_Problema planteado A:_ ¿Puedes reproducir el fragmento del texto sobre el síndrome de atentado que empieza en "Tras el 11 de septiembre, una" y termina en "y el miedo.", renombrando "EE UU" como "Estados Unidos"?

_Texto de lectura:_
---

Síndrome de atentado
¿Accidente o atentado? Desde el 11 de septiembre, el desplome de un avión, sobre todo si ocurre cerca de Nueva York o en el espacio aéreo de Estados Unidos, alimenta de inmediato el síndrome de un atentado. Eso es lo que ocurrió ayer al precipitarse sobre el barrio neoyorquino de Queens el vuelo AA 587, cuatro minutos después del despegue. Esto revela que los terroristas de Al Qaeda han logrado su objetivo de amedrentar a la sociedad norteamericana y quebrar la confianza de sus ciudadanos en los sistemas de seguridad, incluso después de las excepcionales medidas de control adoptadas tras el 11 de septiembre.
La tesis de que lo ocurrido ayer con un Airbus 300 de American Airlines es, con toda probabilidad, un accidente parece avalada por la trayectoria del avión, recta tras el despegue del aeropuerto J. F. Kennedy. Pero la explosión escuchada por varios testigos no permite descartar del todo un posible sabotaje. El avión, que cubría la ruta Nueva York-Santo Domingo, perdió un motor y se precipitó sobre el barrio residencial de Queens, provocando la muerte de sus 255 ocupantes (246 pasajeros y nueve tripulantes) y de al menos seis de los residentes en la docena de viviendas incendiadas. La lista de víctimas no va a cambiar porque sea un accidente o un atentado, pero sí la confianza de los ciudadanos.
Cuando Nueva York empezaba a duras penas a recuperarse del 11-S ha recibido un nuevo golpe: una vez más, muertos, llamas, humo y aeropuertos cerrados en la capital cultural del mundo global. El alcalde saliente, Rudolph Giuliani, ha tenido que ponerse una vez más al frente de sus conciudadanos para afrontar esta nueva tragedia. La Asamblea General de la ONU tuvo que ser interrumpida temporalmente, lo que da idea de la fragilidad del sistema. El suceso de Nueva York viene a agravar la crisis del sector aéreo -hasta ahora, Airbus había resistido la presión a los despidos- y turístico, lo que se tradujo de inmediato en nuevas caídas de las bolsas. La excepcionalidad de la situación queda reflejada por el hecho de que el vicepresidente Richard Cheney sigue resguardado en un lugar secreto.
Tras el 11 de septiembre, una sensación de hipervulnerabilidad se ha apoderado de EE UU, alimentada en ocasiones por el alarmismo de responsables públicos como el gobernador de California al alertar sobre posibles atentados en los puentes de San Francisco, o el propio Bush al manifestar que Bin Laden tiene capacidad para realizar un ataque químico o biológico, a lo que el propio terrorista añade la amenaza de armas nucleares. Mientras, el silencio de las autoridades sobre el origen de los casos de ántrax ha alimentado las especulaciones y el miedo.

---

Ítems de un conjunto de datos:
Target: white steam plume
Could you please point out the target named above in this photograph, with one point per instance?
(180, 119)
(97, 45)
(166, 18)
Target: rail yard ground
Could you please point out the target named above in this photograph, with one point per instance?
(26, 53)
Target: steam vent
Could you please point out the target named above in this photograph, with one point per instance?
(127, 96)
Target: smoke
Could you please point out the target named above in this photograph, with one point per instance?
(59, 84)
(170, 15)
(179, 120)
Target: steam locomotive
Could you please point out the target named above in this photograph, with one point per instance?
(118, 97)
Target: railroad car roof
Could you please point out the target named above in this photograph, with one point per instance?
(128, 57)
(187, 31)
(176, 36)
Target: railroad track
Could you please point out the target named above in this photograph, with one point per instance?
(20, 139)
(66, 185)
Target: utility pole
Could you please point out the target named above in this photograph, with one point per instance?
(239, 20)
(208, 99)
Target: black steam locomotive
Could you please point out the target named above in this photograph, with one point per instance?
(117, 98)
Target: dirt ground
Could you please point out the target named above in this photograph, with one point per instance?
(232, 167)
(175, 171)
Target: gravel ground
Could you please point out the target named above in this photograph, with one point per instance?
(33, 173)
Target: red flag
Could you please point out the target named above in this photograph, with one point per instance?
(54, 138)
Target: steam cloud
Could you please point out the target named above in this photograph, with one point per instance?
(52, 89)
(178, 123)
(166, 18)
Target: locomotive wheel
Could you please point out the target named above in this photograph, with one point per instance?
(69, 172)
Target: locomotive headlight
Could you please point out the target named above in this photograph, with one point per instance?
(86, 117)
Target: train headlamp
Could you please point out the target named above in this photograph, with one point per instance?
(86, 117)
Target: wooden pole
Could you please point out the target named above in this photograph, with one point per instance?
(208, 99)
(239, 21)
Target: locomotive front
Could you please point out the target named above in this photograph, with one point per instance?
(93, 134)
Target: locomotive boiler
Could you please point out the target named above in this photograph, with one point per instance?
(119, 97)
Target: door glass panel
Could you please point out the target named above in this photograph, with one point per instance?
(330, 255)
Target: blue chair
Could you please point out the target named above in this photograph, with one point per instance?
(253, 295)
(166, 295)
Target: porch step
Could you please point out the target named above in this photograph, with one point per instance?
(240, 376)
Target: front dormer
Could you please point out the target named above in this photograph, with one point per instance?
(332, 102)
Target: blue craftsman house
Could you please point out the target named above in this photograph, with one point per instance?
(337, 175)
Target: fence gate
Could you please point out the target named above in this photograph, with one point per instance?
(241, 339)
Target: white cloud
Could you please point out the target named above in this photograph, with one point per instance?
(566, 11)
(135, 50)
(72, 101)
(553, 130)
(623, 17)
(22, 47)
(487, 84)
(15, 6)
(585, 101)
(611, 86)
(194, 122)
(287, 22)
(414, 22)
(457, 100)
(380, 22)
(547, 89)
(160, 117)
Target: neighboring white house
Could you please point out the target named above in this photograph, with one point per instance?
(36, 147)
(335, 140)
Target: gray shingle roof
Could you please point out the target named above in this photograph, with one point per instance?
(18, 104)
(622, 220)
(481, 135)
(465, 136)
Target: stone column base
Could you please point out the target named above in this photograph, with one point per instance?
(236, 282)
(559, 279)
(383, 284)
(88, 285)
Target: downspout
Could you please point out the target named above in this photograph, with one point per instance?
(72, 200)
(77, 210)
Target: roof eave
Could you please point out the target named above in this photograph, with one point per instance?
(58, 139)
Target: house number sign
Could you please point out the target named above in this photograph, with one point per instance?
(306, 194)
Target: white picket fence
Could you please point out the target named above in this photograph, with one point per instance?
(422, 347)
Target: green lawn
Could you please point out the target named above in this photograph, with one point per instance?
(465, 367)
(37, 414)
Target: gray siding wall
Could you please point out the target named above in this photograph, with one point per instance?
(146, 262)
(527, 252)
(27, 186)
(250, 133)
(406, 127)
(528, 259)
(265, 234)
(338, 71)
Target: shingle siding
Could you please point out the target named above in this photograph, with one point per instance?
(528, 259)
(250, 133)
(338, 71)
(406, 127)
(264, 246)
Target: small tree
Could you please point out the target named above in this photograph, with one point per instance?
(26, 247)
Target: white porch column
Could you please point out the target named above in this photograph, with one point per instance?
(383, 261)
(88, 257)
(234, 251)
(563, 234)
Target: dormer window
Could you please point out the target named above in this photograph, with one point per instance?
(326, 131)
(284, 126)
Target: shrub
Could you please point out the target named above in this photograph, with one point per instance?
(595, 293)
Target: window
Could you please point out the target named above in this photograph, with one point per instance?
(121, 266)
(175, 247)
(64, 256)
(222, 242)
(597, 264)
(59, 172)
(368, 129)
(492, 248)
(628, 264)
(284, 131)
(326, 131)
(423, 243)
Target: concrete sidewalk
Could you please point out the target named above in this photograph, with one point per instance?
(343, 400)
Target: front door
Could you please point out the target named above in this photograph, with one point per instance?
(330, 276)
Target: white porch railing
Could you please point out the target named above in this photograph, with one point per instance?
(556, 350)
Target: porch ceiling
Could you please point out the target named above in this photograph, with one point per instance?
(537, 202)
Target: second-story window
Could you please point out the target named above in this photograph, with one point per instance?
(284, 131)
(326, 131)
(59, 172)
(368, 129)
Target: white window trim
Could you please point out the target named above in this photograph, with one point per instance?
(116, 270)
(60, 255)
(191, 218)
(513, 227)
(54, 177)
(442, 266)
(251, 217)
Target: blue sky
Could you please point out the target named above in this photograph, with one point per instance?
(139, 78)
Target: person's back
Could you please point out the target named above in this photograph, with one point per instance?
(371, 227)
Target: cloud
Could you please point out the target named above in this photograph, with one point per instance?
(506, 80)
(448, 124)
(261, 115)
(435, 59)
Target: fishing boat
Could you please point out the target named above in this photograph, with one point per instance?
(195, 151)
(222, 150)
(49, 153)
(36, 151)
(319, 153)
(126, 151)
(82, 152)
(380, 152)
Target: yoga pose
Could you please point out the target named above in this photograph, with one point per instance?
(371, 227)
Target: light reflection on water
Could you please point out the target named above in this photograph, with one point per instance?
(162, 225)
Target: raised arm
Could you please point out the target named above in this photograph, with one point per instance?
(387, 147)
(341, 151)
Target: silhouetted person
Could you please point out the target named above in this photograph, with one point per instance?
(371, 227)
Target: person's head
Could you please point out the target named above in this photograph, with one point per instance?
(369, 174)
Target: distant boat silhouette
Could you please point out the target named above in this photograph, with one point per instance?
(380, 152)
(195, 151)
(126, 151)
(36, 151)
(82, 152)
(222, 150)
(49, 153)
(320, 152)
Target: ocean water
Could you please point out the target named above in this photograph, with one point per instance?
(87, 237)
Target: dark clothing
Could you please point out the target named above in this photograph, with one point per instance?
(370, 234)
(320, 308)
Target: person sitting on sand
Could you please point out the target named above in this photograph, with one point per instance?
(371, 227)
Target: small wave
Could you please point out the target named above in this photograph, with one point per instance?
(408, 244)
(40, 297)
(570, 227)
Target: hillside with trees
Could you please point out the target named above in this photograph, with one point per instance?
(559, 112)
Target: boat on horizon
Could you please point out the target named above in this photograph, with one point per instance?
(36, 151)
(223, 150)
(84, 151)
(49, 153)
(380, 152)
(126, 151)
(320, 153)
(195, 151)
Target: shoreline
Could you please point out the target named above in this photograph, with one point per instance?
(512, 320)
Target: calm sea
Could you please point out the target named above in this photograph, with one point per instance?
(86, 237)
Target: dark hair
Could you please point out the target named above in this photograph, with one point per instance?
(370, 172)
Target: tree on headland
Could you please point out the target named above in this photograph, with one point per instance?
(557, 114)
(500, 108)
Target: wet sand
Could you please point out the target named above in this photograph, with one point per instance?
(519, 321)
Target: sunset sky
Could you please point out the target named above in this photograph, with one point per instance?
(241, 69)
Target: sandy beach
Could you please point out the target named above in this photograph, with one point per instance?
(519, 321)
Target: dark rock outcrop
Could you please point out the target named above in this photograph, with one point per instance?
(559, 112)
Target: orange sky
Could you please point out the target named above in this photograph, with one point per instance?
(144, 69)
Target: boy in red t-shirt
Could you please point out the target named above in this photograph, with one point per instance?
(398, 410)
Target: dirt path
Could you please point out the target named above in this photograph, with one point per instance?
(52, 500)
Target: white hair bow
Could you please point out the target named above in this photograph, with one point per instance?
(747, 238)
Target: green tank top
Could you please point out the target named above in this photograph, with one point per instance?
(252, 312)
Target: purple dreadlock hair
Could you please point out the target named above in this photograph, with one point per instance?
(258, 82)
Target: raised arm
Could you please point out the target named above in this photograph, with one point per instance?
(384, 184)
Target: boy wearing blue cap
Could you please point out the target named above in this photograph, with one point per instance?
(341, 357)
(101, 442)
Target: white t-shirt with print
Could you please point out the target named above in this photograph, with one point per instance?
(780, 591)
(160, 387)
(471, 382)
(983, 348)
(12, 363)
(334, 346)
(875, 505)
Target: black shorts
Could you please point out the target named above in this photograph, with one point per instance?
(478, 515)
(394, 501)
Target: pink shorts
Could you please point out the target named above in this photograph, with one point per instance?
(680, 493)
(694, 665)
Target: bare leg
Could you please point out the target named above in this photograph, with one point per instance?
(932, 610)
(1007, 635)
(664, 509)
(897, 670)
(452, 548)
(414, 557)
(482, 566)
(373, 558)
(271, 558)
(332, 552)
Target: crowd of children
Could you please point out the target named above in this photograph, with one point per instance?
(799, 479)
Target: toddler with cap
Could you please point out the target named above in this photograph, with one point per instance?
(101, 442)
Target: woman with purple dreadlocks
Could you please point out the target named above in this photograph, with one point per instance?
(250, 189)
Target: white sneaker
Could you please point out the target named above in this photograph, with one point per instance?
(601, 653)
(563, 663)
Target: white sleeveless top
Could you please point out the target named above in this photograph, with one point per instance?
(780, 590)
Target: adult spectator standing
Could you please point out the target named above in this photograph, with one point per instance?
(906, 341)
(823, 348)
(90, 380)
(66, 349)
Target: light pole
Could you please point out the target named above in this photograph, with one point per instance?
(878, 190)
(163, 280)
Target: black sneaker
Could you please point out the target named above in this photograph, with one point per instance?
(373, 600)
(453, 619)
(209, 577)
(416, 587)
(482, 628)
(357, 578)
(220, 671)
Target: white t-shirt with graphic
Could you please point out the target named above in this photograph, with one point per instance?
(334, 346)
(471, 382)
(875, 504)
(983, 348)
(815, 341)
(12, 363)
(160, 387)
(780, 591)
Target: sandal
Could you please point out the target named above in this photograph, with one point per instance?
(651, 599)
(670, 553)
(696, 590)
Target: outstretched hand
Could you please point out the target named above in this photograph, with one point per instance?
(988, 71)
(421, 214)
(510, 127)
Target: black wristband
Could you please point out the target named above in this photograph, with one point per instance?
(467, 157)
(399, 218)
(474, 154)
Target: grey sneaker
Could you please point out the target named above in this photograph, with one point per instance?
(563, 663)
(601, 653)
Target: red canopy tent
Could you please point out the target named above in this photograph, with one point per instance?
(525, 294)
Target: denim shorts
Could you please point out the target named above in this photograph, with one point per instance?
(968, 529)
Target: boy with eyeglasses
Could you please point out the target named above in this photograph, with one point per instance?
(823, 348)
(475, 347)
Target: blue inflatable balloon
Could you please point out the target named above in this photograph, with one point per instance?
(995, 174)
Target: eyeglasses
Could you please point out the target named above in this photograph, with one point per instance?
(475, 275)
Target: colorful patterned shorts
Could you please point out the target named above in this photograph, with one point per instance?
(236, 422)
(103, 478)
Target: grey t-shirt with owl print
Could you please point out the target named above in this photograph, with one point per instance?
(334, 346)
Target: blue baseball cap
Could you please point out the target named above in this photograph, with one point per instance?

---

_Problema planteado B:_ ¿Puedes dar formato de lista JSON de cadenas, con una cadena por línea y sin las líneas en blanco, solo a las líneas del listado que empiezan en la que contiene "Target: eyeglasses" y terminan al final del listado?

_Respuesta final A:_
Tras el 11 de septiembre, una sensación de hipervulnerabilidad se ha apoderado de Estados Unidos, alimentada en ocasiones por el alarmismo de responsables públicos como el gobernador de California al alertar sobre posibles atentados en los puentes de San Francisco, o el propio Bush al manifestar que Bin Laden tiene capacidad para realizar un ataque químico o biológico, a lo que el propio terrorista añade la amenaza de armas nucleares. Mientras, el silencio de las autoridades sobre el origen de los casos de ántrax ha alimentado las especulaciones y el miedo.

_Respuesta final B:_
[
  "Target: eyeglasses",
  "Could you please point out the target named above in this photograph, with one point per instance?",
  "(475, 275)",
  "Target: colorful patterned shorts",
  "Could you please point out the target named above in this photograph, with one point per instance?",
  "(236, 422)",
  "(103, 478)",
  "Target: grey t-shirt with owl print",
  "Could you please point out the target named above in this photograph, with one point per instance?",
  "(334, 346)",
  "Target: blue baseball cap",
  "Could you please point out the target named above in this photograph, with one point per instance?"
]